- [Recorded information]:
· · · · · · ·
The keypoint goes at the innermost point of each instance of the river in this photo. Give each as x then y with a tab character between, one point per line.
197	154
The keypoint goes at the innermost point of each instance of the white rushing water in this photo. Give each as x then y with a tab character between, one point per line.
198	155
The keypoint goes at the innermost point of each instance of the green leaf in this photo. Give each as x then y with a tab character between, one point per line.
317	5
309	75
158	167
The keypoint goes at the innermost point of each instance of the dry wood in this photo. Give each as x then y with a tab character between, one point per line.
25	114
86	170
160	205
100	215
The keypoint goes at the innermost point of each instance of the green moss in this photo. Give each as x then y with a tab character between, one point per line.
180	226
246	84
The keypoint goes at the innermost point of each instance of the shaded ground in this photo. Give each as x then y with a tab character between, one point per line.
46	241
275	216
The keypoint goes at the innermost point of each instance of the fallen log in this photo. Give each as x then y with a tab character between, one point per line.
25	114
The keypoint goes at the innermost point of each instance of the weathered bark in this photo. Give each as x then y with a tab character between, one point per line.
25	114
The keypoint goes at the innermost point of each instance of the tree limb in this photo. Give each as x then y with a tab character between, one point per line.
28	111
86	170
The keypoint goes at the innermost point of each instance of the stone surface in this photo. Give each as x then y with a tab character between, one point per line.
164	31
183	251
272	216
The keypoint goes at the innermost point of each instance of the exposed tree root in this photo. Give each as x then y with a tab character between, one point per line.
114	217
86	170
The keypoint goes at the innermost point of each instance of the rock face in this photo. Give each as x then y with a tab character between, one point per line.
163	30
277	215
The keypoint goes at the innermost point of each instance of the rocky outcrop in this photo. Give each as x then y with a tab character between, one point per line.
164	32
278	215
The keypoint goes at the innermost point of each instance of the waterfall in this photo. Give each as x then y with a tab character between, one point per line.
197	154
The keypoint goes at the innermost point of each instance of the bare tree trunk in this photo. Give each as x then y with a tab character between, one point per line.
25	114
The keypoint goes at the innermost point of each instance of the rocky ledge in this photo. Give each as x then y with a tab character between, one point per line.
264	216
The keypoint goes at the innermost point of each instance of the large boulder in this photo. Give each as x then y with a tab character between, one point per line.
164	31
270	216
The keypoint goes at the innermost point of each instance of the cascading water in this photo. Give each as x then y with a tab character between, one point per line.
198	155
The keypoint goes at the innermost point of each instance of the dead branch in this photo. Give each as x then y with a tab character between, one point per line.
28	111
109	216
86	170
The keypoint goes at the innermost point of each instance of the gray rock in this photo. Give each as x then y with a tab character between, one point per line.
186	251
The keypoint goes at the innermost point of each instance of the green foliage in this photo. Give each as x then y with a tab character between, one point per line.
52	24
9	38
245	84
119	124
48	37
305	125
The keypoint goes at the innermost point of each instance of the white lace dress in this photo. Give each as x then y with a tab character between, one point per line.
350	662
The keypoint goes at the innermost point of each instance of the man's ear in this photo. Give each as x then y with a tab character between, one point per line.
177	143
· · · · · · ·
- [Set task]:
Copy the stretch from the line containing "of the cascading" through the end of the records, with every request included. Multiply each x and y coordinate in the answers by 1.2 and round to a whole number, halves up.

- [Expected output]:
The keypoint goes at the innermost point of each instance of the cascading water in this photo. Give each as x then y with a tab character between, one point per line.
238	186
The keypoint goes at the innermost point of each instance of the dead branch in this photo. Give each as x then y with a tab character between, one point per line.
34	133
131	259
103	204
The keypoint goes at the innermost point of each instance of the gray rock in this photo. Give each as x then y with a tab character between, one point per line.
223	301
The keypoint goes at the innermost point of each instance of the green foliage in this photo. Give each as x then y with a tab character between, one point per line.
62	29
11	46
294	101
143	149
58	44
366	150
The keypoint goes at the innermost point of each instance of the white lace dress in this photo. Give each as x then y with a tab character between, one point per line.
420	794
The keypoint goes at the innermost point of each instance of the man's ear in this photo. Give each as x then y with a tab character between, one point per line.
212	172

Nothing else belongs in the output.